**GOAL**
Which lines in the data below contain the word "decorative"? Pull out each of those lines in full.

Point labeling data based on photos
———

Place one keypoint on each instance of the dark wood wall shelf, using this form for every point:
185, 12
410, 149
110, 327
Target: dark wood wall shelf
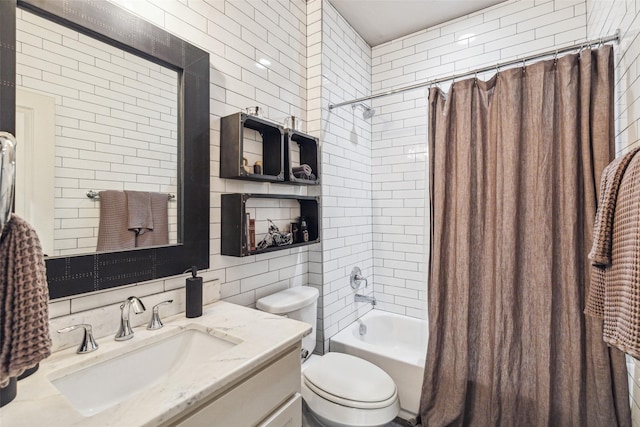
233, 239
277, 151
309, 154
232, 148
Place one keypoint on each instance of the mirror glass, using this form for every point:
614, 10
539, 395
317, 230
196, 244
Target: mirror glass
89, 117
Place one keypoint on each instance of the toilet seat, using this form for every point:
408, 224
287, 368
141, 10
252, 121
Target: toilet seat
350, 381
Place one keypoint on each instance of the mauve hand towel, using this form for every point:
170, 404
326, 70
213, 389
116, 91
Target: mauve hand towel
140, 217
113, 234
160, 233
24, 301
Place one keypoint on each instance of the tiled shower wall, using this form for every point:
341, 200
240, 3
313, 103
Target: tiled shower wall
346, 171
605, 17
237, 35
509, 30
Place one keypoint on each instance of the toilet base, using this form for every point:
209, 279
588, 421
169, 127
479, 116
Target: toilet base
328, 414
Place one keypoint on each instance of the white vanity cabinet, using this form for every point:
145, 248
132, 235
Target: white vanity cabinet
268, 397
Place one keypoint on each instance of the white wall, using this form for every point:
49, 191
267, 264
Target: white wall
605, 17
399, 149
237, 34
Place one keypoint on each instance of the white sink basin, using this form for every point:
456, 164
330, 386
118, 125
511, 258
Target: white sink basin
100, 386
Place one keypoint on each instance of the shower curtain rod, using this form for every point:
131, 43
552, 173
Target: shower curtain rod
555, 52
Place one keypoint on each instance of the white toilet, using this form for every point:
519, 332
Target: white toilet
339, 389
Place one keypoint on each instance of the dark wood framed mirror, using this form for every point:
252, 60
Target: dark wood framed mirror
72, 275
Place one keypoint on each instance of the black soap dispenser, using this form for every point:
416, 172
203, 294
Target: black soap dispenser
194, 294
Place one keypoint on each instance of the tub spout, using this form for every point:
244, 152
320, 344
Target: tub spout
364, 298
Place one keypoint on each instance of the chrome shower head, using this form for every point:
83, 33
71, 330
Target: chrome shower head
367, 112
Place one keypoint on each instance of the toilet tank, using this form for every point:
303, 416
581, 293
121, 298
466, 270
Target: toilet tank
299, 303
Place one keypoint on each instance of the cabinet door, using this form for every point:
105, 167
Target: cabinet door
288, 415
251, 401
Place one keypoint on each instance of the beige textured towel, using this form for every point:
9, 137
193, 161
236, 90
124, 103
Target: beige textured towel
615, 289
140, 217
603, 227
160, 233
113, 233
24, 301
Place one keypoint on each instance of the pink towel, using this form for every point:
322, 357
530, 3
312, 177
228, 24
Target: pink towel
160, 213
24, 301
113, 233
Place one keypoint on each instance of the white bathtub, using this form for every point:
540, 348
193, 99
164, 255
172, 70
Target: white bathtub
395, 343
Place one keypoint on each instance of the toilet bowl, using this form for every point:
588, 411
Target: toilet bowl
338, 389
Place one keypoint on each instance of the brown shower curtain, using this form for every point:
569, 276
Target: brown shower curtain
515, 168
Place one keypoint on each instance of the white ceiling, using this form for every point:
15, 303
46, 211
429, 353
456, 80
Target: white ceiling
379, 21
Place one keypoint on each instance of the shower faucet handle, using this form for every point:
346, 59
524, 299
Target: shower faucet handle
357, 277
88, 344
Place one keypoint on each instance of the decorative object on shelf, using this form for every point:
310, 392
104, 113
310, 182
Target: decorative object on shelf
307, 170
292, 123
239, 129
303, 171
245, 165
304, 230
275, 237
193, 286
233, 222
252, 234
257, 168
254, 111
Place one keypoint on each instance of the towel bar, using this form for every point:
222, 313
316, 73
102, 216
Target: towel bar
95, 195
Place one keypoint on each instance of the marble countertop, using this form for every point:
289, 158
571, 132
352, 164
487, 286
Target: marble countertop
259, 335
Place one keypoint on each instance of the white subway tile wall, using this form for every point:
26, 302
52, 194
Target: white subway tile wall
116, 124
257, 58
347, 215
399, 154
605, 17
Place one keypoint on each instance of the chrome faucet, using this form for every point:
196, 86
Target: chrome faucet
155, 322
125, 332
88, 344
364, 298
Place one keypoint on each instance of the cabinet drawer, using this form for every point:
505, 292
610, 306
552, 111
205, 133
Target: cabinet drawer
288, 415
250, 401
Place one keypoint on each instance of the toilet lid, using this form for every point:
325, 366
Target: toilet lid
350, 381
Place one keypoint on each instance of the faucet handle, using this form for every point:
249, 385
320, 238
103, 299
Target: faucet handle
155, 322
88, 344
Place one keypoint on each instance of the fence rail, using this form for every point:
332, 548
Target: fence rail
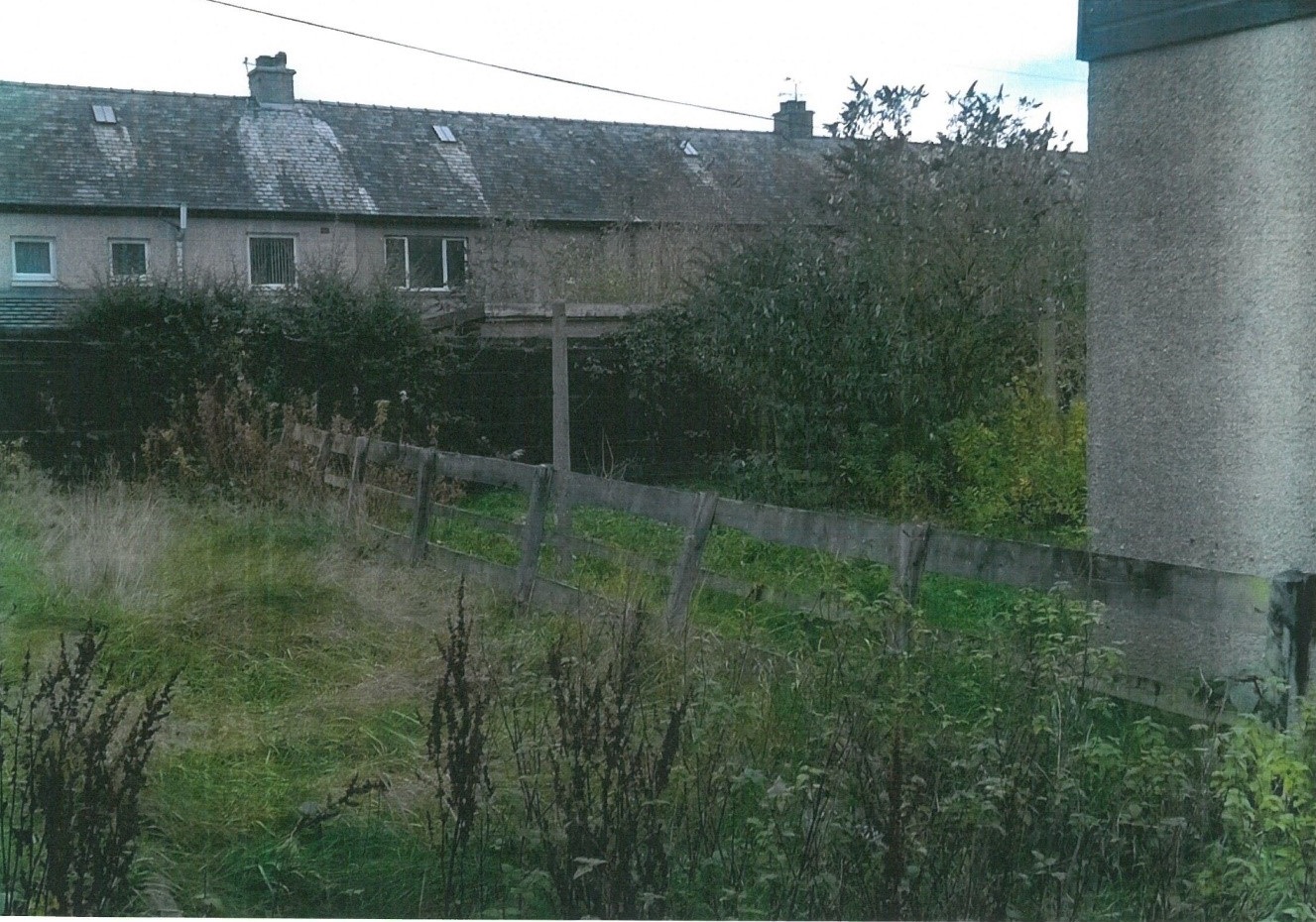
1179, 627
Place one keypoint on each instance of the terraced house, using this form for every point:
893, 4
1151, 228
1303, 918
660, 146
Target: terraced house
463, 210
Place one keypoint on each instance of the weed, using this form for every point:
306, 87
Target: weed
72, 771
458, 749
602, 820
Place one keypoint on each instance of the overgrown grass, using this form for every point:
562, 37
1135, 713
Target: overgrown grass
769, 763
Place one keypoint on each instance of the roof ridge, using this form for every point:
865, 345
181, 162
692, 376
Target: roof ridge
391, 108
116, 89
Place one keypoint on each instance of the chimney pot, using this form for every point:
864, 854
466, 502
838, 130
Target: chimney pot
272, 80
793, 120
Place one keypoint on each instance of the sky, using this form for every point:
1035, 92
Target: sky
727, 55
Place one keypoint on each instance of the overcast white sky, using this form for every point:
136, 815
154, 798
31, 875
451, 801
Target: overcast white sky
729, 55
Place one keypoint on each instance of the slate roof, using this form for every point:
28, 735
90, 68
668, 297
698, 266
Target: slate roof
35, 309
228, 153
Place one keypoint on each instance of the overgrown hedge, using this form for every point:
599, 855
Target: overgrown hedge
333, 345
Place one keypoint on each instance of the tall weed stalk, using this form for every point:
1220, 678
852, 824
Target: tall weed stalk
72, 769
607, 749
458, 751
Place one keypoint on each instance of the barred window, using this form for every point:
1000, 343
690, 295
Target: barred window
33, 261
425, 262
273, 261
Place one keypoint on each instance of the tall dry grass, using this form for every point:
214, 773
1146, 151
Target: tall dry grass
107, 538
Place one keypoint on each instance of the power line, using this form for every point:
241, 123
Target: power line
486, 63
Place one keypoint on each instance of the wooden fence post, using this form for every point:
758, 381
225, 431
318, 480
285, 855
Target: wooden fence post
562, 434
532, 534
423, 488
687, 567
910, 556
324, 457
1292, 612
358, 474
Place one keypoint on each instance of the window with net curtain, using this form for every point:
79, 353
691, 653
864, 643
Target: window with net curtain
425, 262
273, 261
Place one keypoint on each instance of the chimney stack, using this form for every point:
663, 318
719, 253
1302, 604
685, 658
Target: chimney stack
272, 80
793, 120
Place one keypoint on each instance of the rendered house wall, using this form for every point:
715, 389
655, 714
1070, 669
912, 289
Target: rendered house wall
1202, 373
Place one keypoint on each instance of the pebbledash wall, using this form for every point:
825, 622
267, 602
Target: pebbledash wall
1202, 282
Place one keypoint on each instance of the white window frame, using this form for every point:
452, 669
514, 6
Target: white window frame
252, 282
33, 278
407, 240
146, 258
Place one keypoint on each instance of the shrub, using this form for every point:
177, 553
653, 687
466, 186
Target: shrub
1022, 468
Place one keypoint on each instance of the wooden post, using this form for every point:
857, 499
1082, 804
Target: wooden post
423, 488
1292, 612
687, 567
910, 556
358, 474
325, 454
532, 534
560, 433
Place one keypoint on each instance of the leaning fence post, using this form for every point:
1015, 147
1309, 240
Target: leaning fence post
910, 556
358, 474
532, 534
423, 487
562, 519
691, 551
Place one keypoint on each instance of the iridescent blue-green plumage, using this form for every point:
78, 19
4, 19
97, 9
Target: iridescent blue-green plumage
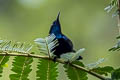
65, 44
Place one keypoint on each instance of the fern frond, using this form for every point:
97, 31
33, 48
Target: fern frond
72, 56
75, 74
46, 45
11, 46
3, 61
95, 64
47, 70
21, 67
103, 70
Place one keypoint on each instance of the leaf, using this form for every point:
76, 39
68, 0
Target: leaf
75, 74
3, 61
116, 47
21, 67
103, 70
11, 46
47, 70
116, 74
72, 56
113, 4
94, 65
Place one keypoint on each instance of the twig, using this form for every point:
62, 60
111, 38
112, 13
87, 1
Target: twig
58, 60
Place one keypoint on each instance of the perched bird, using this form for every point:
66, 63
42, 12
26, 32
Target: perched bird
65, 44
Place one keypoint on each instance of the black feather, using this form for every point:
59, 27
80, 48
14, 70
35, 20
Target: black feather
65, 44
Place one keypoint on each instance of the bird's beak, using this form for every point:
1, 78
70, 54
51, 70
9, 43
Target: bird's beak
58, 16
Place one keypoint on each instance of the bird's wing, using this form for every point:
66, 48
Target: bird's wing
67, 40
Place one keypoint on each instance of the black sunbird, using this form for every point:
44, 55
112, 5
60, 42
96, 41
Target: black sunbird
65, 44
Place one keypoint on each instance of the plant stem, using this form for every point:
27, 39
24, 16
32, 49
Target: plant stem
58, 60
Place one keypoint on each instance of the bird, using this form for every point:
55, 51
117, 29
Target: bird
65, 44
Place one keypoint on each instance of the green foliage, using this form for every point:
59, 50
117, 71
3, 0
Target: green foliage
11, 46
116, 47
113, 5
47, 70
3, 60
75, 74
21, 67
72, 56
116, 74
103, 70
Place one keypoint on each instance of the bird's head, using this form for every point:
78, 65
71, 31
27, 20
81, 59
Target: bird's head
55, 27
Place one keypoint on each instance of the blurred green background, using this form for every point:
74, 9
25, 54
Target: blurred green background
84, 21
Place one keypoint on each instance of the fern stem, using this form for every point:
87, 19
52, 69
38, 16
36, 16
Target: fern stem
58, 60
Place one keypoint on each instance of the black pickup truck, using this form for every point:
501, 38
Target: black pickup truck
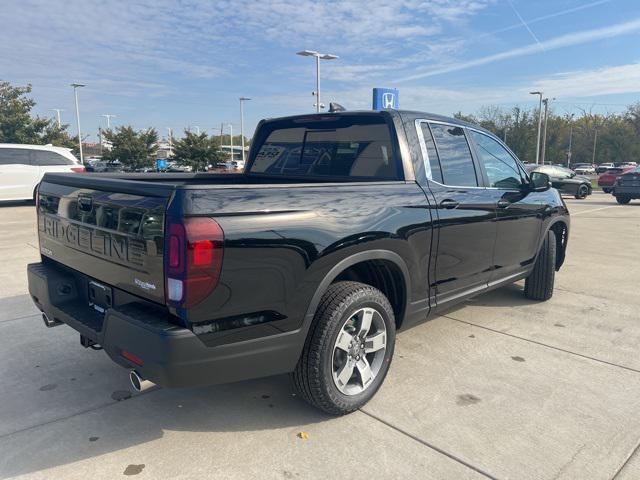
342, 229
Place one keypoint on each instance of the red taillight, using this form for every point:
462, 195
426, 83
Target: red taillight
193, 260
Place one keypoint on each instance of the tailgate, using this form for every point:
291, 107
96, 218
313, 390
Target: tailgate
108, 233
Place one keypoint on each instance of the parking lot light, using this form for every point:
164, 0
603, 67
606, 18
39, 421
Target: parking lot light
539, 125
242, 100
318, 56
75, 93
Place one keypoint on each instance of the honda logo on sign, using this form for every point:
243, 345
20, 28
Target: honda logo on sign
388, 100
384, 98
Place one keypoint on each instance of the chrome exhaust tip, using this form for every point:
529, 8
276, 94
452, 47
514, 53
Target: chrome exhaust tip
138, 383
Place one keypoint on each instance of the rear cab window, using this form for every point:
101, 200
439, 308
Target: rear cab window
354, 147
15, 156
44, 158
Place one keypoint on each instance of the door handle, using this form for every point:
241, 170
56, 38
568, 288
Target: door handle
449, 204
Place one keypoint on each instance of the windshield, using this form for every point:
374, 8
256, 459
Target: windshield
357, 146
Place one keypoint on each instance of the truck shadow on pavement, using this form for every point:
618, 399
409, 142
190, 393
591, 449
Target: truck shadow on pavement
65, 408
62, 404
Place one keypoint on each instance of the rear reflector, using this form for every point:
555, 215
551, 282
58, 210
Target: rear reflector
132, 357
193, 259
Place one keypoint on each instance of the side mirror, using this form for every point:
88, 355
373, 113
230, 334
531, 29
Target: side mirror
540, 182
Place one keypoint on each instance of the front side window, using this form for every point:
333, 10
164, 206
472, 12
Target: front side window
502, 169
455, 157
14, 156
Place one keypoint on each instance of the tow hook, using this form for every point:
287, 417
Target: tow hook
50, 322
138, 383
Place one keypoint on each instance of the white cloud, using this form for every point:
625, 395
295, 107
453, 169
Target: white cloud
590, 83
563, 41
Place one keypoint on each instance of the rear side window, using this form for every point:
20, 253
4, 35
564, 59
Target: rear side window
345, 146
15, 156
455, 157
432, 154
45, 158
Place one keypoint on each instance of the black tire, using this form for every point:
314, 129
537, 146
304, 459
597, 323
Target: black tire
582, 192
313, 376
539, 283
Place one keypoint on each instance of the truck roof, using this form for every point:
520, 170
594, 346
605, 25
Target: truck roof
404, 114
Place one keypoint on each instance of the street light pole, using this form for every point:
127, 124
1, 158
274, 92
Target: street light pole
170, 141
108, 116
544, 135
570, 144
58, 110
319, 56
539, 125
231, 139
570, 140
242, 100
75, 93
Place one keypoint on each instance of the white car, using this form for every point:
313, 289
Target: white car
584, 169
23, 166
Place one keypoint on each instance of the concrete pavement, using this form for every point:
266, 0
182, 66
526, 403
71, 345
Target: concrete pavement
499, 387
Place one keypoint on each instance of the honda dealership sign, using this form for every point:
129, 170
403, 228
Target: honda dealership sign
385, 98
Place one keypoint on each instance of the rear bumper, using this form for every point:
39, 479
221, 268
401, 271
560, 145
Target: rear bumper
633, 192
173, 356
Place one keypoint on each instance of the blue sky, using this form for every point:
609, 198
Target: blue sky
184, 63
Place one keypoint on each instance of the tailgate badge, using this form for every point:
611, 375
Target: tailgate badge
144, 285
85, 203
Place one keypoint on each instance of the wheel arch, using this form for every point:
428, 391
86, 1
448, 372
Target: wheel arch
383, 269
560, 227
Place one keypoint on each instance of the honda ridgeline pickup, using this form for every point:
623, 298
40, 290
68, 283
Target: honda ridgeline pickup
343, 229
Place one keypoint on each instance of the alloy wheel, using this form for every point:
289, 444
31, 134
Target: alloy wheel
359, 351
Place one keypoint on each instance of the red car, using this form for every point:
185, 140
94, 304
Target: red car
607, 180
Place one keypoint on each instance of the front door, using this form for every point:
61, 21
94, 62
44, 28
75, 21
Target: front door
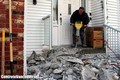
65, 10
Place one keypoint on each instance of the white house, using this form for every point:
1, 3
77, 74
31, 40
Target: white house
47, 22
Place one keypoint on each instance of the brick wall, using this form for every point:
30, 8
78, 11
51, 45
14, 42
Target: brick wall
18, 30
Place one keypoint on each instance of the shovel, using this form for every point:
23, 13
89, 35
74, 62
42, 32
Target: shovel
78, 26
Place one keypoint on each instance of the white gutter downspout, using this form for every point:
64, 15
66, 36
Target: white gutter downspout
105, 23
25, 29
51, 24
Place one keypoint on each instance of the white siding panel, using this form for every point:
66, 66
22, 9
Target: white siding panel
34, 24
95, 7
113, 19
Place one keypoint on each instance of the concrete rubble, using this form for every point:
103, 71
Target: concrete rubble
69, 64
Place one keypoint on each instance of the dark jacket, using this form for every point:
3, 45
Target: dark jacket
77, 17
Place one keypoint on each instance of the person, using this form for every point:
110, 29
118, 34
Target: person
79, 15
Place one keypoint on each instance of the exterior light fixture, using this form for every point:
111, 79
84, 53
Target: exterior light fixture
34, 2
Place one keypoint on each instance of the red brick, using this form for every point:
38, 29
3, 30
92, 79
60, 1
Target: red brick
15, 43
20, 25
7, 58
20, 48
7, 53
7, 43
7, 48
2, 25
2, 6
20, 8
18, 30
20, 43
15, 52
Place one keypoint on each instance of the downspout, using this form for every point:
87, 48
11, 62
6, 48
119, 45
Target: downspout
105, 23
25, 29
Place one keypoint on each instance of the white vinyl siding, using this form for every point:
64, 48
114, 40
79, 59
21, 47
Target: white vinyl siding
113, 20
95, 7
113, 13
34, 31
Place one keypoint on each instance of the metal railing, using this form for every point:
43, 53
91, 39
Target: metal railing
112, 41
47, 30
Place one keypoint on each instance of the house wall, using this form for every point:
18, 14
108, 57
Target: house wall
34, 25
17, 29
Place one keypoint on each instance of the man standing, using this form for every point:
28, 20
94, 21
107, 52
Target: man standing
79, 15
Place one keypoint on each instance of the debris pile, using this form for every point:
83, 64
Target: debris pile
70, 64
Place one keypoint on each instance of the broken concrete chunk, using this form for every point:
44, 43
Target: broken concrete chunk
32, 62
54, 66
33, 70
32, 56
58, 71
69, 72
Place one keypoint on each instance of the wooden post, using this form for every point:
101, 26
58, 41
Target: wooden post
3, 53
10, 27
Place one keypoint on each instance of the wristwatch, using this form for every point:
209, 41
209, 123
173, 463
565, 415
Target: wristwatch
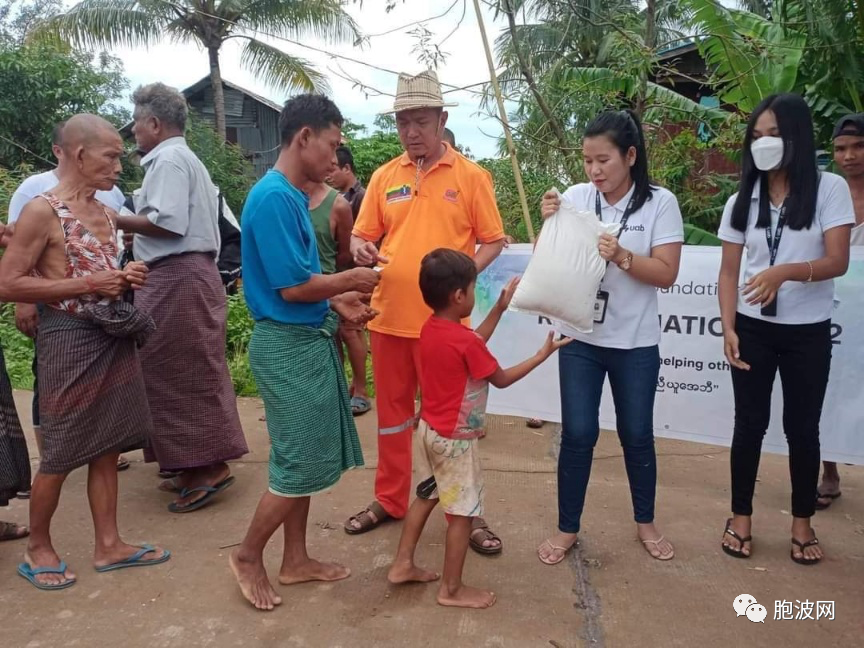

———

**TASK RESULT**
Place one keypoint on each instance of the decorative object on shelf, using this form for every point:
Target: decorative object on shelf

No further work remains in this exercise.